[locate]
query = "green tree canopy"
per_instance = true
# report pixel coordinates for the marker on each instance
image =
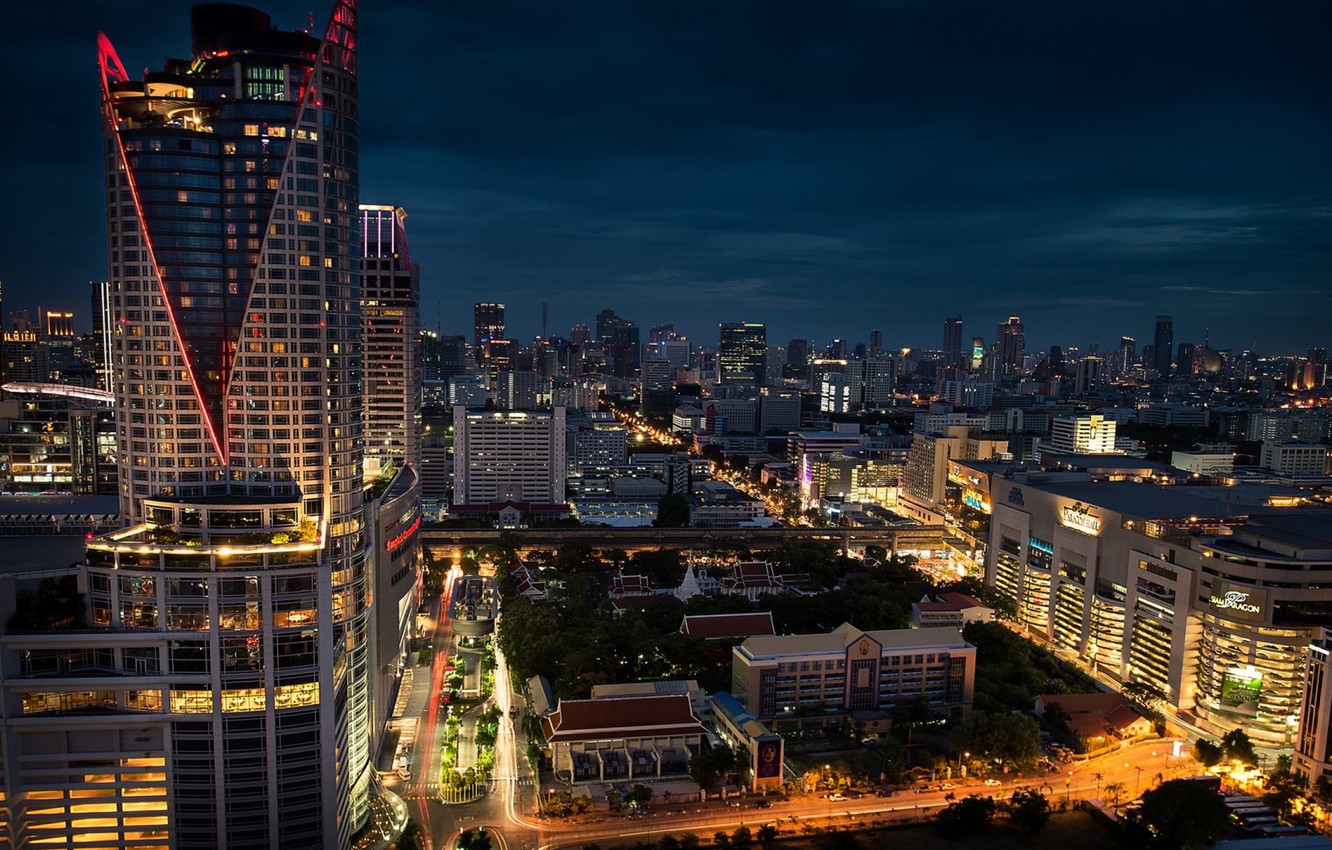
(1028, 810)
(966, 817)
(1179, 814)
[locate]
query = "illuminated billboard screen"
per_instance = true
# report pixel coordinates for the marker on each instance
(1240, 689)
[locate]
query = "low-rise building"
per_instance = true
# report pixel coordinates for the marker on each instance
(624, 738)
(809, 681)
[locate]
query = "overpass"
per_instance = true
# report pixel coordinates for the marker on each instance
(906, 540)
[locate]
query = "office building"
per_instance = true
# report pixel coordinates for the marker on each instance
(1312, 758)
(1170, 586)
(875, 343)
(1083, 434)
(103, 331)
(517, 391)
(220, 697)
(390, 353)
(1127, 355)
(1296, 458)
(1163, 344)
(797, 360)
(953, 356)
(486, 324)
(57, 438)
(801, 681)
(1011, 345)
(742, 353)
(514, 456)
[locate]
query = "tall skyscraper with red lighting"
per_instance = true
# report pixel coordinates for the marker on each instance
(219, 697)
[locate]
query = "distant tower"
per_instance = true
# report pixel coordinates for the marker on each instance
(742, 352)
(486, 324)
(953, 341)
(1127, 355)
(103, 329)
(390, 317)
(1012, 345)
(1163, 344)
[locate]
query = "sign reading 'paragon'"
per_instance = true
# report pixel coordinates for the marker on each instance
(1236, 602)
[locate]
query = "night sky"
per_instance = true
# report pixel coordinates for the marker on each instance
(822, 167)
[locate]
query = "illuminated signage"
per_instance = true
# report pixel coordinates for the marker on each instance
(1235, 598)
(1080, 518)
(1236, 602)
(1240, 689)
(402, 537)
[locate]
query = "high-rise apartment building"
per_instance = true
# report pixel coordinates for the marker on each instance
(517, 456)
(103, 331)
(1011, 344)
(486, 324)
(219, 697)
(742, 353)
(1083, 434)
(1163, 344)
(1127, 355)
(390, 311)
(953, 356)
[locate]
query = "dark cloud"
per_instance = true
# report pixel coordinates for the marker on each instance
(826, 168)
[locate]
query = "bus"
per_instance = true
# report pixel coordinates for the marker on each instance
(1282, 832)
(1255, 821)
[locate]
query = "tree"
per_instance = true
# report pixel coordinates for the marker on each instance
(966, 817)
(474, 840)
(1179, 814)
(638, 796)
(1208, 753)
(1238, 748)
(1000, 736)
(410, 837)
(1283, 788)
(1028, 810)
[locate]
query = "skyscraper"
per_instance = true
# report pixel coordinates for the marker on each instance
(103, 331)
(953, 343)
(742, 353)
(1012, 345)
(390, 311)
(1127, 355)
(1163, 344)
(228, 705)
(486, 324)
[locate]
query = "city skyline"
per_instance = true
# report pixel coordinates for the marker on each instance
(1083, 169)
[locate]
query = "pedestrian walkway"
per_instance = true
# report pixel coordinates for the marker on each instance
(388, 820)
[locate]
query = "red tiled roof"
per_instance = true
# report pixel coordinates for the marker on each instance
(622, 717)
(959, 600)
(710, 626)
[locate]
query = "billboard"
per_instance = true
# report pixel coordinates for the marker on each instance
(1240, 690)
(767, 758)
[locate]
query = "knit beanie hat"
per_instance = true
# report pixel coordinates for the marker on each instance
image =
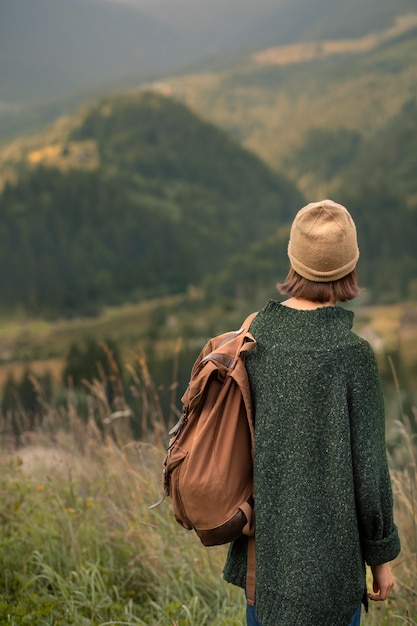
(323, 244)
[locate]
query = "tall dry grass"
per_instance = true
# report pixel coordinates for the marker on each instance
(80, 546)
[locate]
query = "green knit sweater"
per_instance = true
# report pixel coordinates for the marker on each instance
(323, 496)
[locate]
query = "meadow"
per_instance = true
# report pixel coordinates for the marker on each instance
(80, 546)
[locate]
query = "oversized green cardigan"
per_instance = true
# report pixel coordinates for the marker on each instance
(323, 499)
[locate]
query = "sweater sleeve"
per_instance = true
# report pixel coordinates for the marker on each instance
(373, 491)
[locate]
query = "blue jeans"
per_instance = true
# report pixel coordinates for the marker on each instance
(252, 621)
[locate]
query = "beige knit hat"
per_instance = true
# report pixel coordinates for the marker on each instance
(323, 244)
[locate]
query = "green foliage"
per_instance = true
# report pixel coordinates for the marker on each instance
(326, 151)
(80, 546)
(173, 199)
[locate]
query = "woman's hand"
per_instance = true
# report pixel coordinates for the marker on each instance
(383, 582)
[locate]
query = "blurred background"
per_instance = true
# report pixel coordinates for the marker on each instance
(153, 154)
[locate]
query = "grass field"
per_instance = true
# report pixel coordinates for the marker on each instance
(79, 545)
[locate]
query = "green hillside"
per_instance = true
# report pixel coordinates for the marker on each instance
(139, 199)
(326, 98)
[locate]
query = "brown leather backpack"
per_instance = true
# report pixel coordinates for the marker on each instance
(208, 468)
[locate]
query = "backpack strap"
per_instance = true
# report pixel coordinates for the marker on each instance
(250, 571)
(251, 557)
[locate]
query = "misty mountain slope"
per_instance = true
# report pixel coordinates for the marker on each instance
(49, 48)
(140, 198)
(278, 98)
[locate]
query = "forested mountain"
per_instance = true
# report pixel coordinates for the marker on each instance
(55, 54)
(142, 199)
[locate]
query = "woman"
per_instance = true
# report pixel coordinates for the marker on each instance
(323, 499)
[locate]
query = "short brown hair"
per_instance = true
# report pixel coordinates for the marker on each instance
(341, 290)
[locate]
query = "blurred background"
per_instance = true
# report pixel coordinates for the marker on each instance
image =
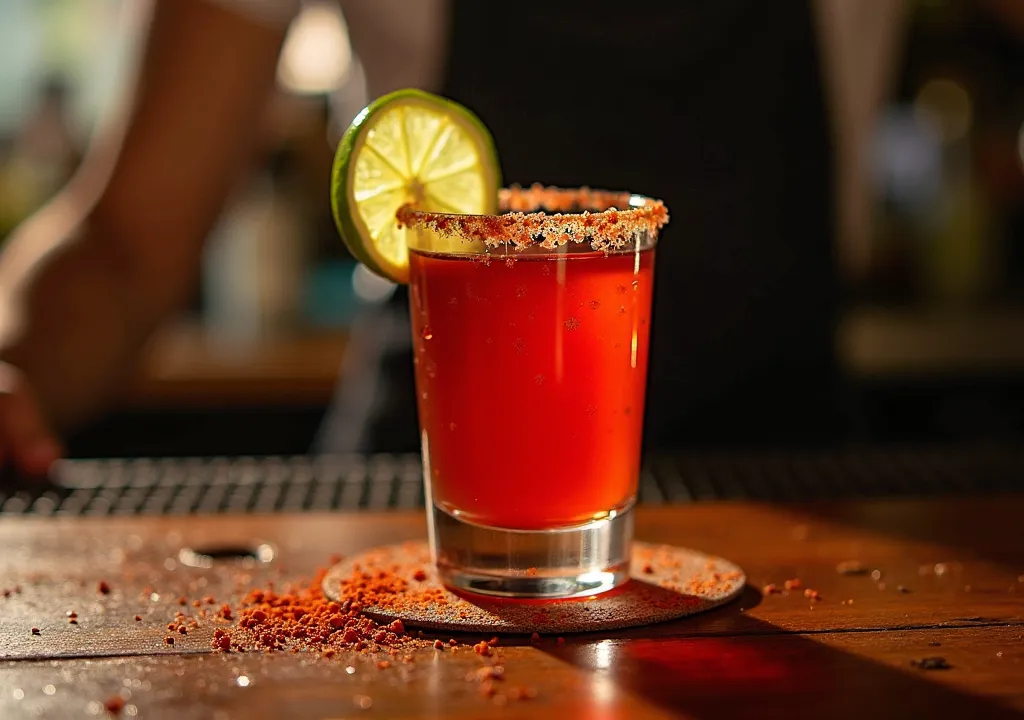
(932, 337)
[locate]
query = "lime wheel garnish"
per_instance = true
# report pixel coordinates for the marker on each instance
(409, 147)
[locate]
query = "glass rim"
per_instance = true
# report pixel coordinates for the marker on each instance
(549, 217)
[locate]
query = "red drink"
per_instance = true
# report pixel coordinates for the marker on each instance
(530, 376)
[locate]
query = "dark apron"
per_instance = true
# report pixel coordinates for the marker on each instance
(717, 108)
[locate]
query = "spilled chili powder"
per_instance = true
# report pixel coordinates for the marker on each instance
(304, 619)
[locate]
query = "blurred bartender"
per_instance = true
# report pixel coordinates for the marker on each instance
(718, 107)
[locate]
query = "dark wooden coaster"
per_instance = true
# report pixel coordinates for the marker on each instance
(668, 583)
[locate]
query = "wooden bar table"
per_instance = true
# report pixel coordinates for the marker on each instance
(901, 584)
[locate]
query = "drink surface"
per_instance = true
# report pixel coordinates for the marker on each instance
(530, 377)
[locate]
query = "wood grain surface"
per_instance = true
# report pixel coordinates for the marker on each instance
(960, 563)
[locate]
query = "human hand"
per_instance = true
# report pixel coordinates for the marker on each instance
(27, 445)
++++++++
Leave out the pictures and give the rest of the records again exactly.

[locate]
query = "green tree canopy"
per_instance = true
# report pixel coordinates for the marker on each instance
image =
(1028, 810)
(966, 817)
(1179, 814)
[locate]
query = "illuminated billboard screen"
per_instance = true
# report pixel coordinates for the marker on each instance
(1240, 689)
[locate]
query = "low-rise building"
per_instance = true
# report pixel coordinates for the marker on each instance
(624, 738)
(809, 681)
[locate]
query = "overpass"
per_instance = true
# report pixel coordinates for the marker on each instance
(906, 540)
[locate]
query = "office building"
per_instance = true
# report pixel coordinates for the marker on each instance
(1312, 758)
(1170, 586)
(875, 343)
(1083, 434)
(103, 331)
(517, 391)
(220, 697)
(390, 353)
(1127, 355)
(1296, 458)
(1163, 344)
(797, 360)
(953, 356)
(486, 324)
(57, 438)
(801, 681)
(1011, 345)
(742, 353)
(514, 456)
[locate]
query = "tall skyscraper with red lighting"
per_instance = true
# report pixel coordinates for the marker on each instance
(219, 697)
[locate]
query = "distant tower"
per_instance = true
# report pixel coordinates for the marker on each instance
(742, 352)
(486, 324)
(953, 341)
(1127, 355)
(103, 329)
(390, 317)
(1012, 345)
(1163, 344)
[locate]
query = "sign reading 'paragon'"
per_instance = true
# report pixel coordinates for the marker on each instance
(1236, 602)
[locate]
query = "night sky"
per_instance = true
# report pixel coordinates for the marker on each instance
(822, 167)
[locate]
query = "illuminated signage"
per_instance = true
# report pixel coordinates for the marker on each instance
(1235, 598)
(1080, 518)
(1236, 602)
(1240, 689)
(402, 537)
[locate]
query = "high-rise apartment building"
per_instance = true
# report pixel coordinates for the marker on each instance
(517, 456)
(103, 331)
(1011, 344)
(486, 324)
(219, 697)
(742, 353)
(1083, 434)
(1163, 344)
(1127, 355)
(390, 311)
(953, 356)
[locate]
query = "dark cloud"
per_instance = true
# report pixel coordinates for the marker on each instance
(826, 168)
[locate]
query = "bus"
per_instance = true
# report pixel coordinates for the marker on each instance
(1282, 832)
(1255, 821)
[locate]
query = "tree"
per_instance = true
# report pixel coordinates for the marker on each instance
(966, 817)
(474, 840)
(1179, 814)
(638, 796)
(1208, 753)
(1238, 748)
(1000, 736)
(410, 837)
(1283, 788)
(1028, 810)
[locate]
query = "skyscraper"
per_instance = true
# report pixel coordinates for the marker on each instance
(103, 331)
(953, 343)
(742, 353)
(1012, 345)
(390, 311)
(1127, 355)
(1163, 344)
(228, 705)
(486, 324)
[locate]
query = "city skyline"
per_instance = true
# report pixel coordinates for the marker on each instance
(1083, 169)
[locate]
query = "pedestrian walkway"
per_instance = true
# report pixel coordinates for the marker on each instance
(388, 820)
[locate]
query = "red tiled roof"
per_instance = true
# report pixel coordinates for the marker on each instance
(622, 717)
(959, 600)
(710, 626)
[locate]
query = "billboard"
per_instance = true
# report pixel coordinates for the marker on each instance
(1240, 690)
(767, 758)
[locate]
query = "knit beanie hat"
per_instance = true
# report pixel coordinates for the marker on each instance
image =
(323, 244)
[locate]
query = "tall dry grass"
per_instance = true
# report pixel coordinates for the marker on each instance
(80, 546)
[locate]
query = "green knit sweater"
per_instance = true
# report pixel coordinates for the marker on each instance
(323, 496)
[locate]
query = "meadow"
per_instance = true
# report pixel coordinates for the marker on each instance
(80, 546)
[locate]
query = "oversized green cardigan"
per_instance = true
# report pixel coordinates for the marker on each instance
(323, 499)
[locate]
query = "sweater sleeve"
per_instance = true
# report pixel coordinates for the marker on each instance
(373, 491)
[locate]
query = "blue jeans"
per_instance = true
# report pixel coordinates for the marker on each instance
(252, 621)
[locate]
query = "beige knit hat"
per_instance = true
# report pixel coordinates for the marker on each instance
(323, 244)
[locate]
query = "green foliage"
per_instance = true
# report pixel coordinates for the marker on each instance
(326, 151)
(80, 546)
(173, 199)
[locate]
query = "woman's hand"
per_instance = true
# report pixel coordinates for the marker on each instance
(383, 582)
[locate]
query = "blurred background"
per_instance = true
# report pixel coordinates for the marker on each instance
(153, 154)
[locate]
query = "grass field"
per_instance = true
# report pixel coordinates for the marker on each instance
(79, 545)
[locate]
query = "green hillside"
per_instance = true
# report pixel coordinates for the marker on each instance
(139, 199)
(326, 98)
[locate]
query = "brown leather backpack"
per_instance = true
# report pixel coordinates for the marker on each instance
(208, 468)
[locate]
query = "backpack strap"
per_instance = true
# report pixel coordinates for the marker on each instance
(250, 571)
(251, 557)
[locate]
query = "misty mountain slope"
per_instance = true
# report pixel coordinates for the marker on each instance
(49, 48)
(140, 198)
(278, 98)
[locate]
query = "forested mountain"
per_instance = true
# report pixel coordinates for the marker on each instance
(55, 54)
(142, 199)
[locate]
query = "woman"
per_instance = true
# report pixel coordinates for the marker on each instance
(323, 499)
[locate]
query = "short brown hair"
per_instance = true
# report pixel coordinates for the marker on each instance
(341, 290)
[locate]
query = "blurred background"
per_instance = true
# report pixel coordinates for the marker on each instance
image =
(932, 337)
[locate]
query = "lime wheel garnish"
per_instance = true
# report pixel coordinates for the marker on each instance
(409, 147)
[locate]
query = "glass rim"
per_instance = true
# report pixel coordinates for the marker on each instance
(549, 217)
[locate]
query = "red drink"
per_instance = true
# report pixel coordinates for the marker on each instance
(530, 376)
[locate]
query = "dark apron"
per_instance = true
# report pixel coordinates for the marker on each instance
(717, 108)
[locate]
query = "spilled chili powder"
per_instance = true
# report pixel coordinates for the marker on each instance
(304, 619)
[locate]
query = "blurred bartender"
per_instance = true
# report pixel coordinates for the marker on each instance
(718, 107)
[locate]
query = "dark wooden coaster"
per_instance = true
# report pixel coordinates for the marker on each instance
(668, 583)
[locate]
query = "wooden bar table"
per_instance = true
# report pixel coordinates for the marker on each instance
(901, 584)
[locate]
query = "drink surface"
per_instance = true
# report pixel coordinates for the marker on each instance
(530, 377)
[locate]
query = "wood grain surface"
per_instance = true
# report pixel coordinates for the marker on each instance
(960, 563)
[locate]
query = "human hand"
per_instance = true
# report pixel coordinates for the marker on each instance
(27, 445)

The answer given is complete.